▸ PROBLEM DETAILS
Copy every line from the one containing "In this exercise you will indicate the smartphone" through the last line below, and scale each answer coordinate pair that follows a "Target:" line by 1.15, rounding to whole numbers with halves going up. Leave all other numbers as they are, and output only that span of lines.

>>>

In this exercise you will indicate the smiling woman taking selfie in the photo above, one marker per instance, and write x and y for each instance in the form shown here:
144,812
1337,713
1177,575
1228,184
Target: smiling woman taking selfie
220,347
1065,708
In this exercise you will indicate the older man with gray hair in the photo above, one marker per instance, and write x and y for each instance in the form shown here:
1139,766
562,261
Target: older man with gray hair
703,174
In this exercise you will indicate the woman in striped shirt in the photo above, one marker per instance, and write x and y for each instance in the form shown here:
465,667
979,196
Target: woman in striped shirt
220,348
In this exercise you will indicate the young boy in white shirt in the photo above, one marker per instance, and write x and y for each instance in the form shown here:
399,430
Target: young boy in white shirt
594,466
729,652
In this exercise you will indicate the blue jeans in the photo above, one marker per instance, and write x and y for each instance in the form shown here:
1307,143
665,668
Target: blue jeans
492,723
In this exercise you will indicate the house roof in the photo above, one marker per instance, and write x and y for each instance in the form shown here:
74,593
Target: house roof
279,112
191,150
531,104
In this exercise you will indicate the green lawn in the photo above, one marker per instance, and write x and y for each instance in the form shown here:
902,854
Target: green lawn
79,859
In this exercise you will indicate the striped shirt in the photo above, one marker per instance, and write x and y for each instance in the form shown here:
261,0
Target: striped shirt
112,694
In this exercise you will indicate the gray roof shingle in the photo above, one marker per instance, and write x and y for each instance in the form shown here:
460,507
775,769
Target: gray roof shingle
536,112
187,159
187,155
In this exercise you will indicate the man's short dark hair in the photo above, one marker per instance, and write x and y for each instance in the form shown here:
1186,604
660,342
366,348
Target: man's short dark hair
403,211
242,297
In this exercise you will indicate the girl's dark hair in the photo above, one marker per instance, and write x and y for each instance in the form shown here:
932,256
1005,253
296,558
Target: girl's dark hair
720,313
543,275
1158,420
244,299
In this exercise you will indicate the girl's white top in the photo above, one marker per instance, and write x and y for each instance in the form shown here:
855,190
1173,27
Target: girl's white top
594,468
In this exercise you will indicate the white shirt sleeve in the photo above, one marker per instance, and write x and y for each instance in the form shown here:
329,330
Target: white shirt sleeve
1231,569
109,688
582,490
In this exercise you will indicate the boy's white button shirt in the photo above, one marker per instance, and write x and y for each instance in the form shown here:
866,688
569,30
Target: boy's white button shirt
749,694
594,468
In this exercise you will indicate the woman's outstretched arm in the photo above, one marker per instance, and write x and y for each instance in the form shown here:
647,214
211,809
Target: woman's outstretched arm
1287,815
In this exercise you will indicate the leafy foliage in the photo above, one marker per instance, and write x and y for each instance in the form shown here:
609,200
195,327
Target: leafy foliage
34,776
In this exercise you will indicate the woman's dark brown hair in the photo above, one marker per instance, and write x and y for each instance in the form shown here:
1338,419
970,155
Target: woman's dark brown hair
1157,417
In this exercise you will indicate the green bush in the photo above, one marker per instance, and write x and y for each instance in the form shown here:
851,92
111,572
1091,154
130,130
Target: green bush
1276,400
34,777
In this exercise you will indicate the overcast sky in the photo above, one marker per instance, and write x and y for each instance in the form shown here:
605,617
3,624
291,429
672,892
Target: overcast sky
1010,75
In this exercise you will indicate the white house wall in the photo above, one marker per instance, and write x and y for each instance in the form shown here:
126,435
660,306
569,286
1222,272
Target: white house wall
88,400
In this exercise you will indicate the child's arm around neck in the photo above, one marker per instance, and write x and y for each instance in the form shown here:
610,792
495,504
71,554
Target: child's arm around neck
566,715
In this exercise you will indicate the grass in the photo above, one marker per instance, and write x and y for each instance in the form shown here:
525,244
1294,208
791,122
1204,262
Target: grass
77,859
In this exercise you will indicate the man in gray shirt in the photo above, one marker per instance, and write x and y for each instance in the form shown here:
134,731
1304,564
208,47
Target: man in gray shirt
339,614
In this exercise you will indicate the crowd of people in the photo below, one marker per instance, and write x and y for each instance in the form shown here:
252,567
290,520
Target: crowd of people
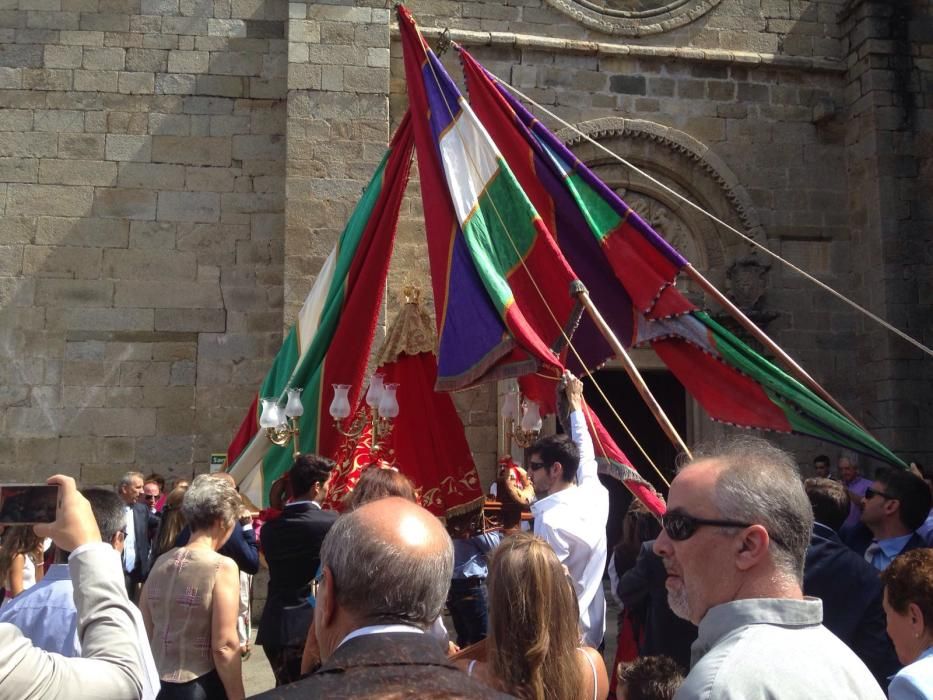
755,583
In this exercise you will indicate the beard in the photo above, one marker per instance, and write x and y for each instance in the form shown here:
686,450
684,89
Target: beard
677,599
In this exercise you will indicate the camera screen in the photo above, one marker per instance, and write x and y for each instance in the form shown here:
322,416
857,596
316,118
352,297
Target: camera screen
25,504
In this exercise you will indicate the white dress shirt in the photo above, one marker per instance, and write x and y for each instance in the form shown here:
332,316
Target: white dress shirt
129,541
573,522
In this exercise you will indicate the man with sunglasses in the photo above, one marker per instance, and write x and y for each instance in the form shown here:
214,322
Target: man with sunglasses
895,505
572,509
734,541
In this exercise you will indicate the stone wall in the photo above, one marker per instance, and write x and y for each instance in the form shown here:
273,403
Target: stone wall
174,172
141,151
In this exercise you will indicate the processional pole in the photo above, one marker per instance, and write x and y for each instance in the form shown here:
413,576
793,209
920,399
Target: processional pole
795,369
633,373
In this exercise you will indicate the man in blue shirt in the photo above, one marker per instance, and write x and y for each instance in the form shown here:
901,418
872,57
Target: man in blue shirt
46,613
895,505
466,599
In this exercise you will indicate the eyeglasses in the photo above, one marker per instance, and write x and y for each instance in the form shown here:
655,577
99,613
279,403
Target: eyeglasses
680,526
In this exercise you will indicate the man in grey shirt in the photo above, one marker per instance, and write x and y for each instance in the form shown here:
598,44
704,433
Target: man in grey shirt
734,541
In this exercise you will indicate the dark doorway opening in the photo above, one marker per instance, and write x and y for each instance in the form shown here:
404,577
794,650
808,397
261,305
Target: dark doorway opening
629,405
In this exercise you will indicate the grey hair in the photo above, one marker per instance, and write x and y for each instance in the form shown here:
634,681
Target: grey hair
759,483
381,581
127,479
208,500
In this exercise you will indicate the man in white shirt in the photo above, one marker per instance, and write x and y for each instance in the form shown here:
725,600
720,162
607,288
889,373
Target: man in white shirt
572,510
46,613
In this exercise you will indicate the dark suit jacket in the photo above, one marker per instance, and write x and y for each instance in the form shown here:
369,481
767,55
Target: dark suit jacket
851,593
241,547
292,546
142,521
380,665
642,590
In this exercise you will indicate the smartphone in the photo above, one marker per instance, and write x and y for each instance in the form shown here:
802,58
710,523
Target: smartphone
27,504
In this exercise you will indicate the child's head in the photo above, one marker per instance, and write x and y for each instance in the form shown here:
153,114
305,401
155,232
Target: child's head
649,678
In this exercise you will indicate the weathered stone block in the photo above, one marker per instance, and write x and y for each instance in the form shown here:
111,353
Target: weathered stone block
369,80
104,59
78,172
149,265
189,206
172,449
93,319
182,295
18,169
82,232
125,203
62,261
152,235
136,83
191,151
63,56
232,28
52,292
221,85
51,200
191,320
127,147
81,146
188,61
11,261
156,176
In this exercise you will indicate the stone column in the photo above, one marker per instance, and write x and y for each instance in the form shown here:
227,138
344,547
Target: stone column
889,143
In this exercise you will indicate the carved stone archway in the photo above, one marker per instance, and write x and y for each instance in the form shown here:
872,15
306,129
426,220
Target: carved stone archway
634,17
687,167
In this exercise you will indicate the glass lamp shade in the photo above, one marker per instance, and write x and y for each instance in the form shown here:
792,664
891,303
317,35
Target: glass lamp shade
294,408
388,404
340,406
272,415
532,418
374,393
508,408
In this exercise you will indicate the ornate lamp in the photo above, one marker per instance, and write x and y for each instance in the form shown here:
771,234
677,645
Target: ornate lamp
281,423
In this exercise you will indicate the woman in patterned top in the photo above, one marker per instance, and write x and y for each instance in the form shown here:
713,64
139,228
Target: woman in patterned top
190,602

<<<

▸ CORRECT RESULT
In this exercise you will indicate the smartphone in the photo above, one marker per instance, and write x and y for each instance in the form shown here:
802,58
710,523
Target: smartphone
31,580
In this exercise you will indicate the child's head in the photo above, one marker per instance, and write x and y for each instance in the form shown here:
153,114
305,401
155,232
Target: child's head
746,780
In this exercise you will indicate the weathered stone block in the photo above, one marker per instance, and write x and y for each instance in the form shown here:
111,353
Target: weathered stone block
424,92
120,68
90,198
171,305
217,237
198,516
107,367
209,339
21,194
94,267
144,233
71,300
175,270
156,95
220,174
72,64
267,32
60,336
254,98
59,230
220,368
146,169
93,168
216,70
13,300
179,202
In this exercise you will indicate the stone column in the photo above, one marker per instance, and write x and y for each instance in the form shown here:
227,138
344,547
Target: stone column
1022,164
In this exercise you will indicate the carved stone archway in the photo above, one marker per instance, and write x and y for each instance in the form shown here:
872,15
306,129
426,220
Target: carved stone archway
729,20
790,192
In this exercise you will indicate the glass lamp shade in the photo above, one marker per instance, and write x and y for each instance in the form shown here:
792,664
891,303
317,35
Target: glass lamp shade
338,469
446,465
391,467
313,477
612,481
430,452
584,469
In this exercise you will indicate the ornate lamp in the photo above, one marker per instance, and write x and y for each instance in the form shown here:
771,234
677,645
Target: ornate lamp
323,486
In this exercise you will indicate the woman in patterned top in the photo above, one marker per instance, and write x and y for each instance in the form shown here:
713,64
139,228
Target: woman in patterned top
219,692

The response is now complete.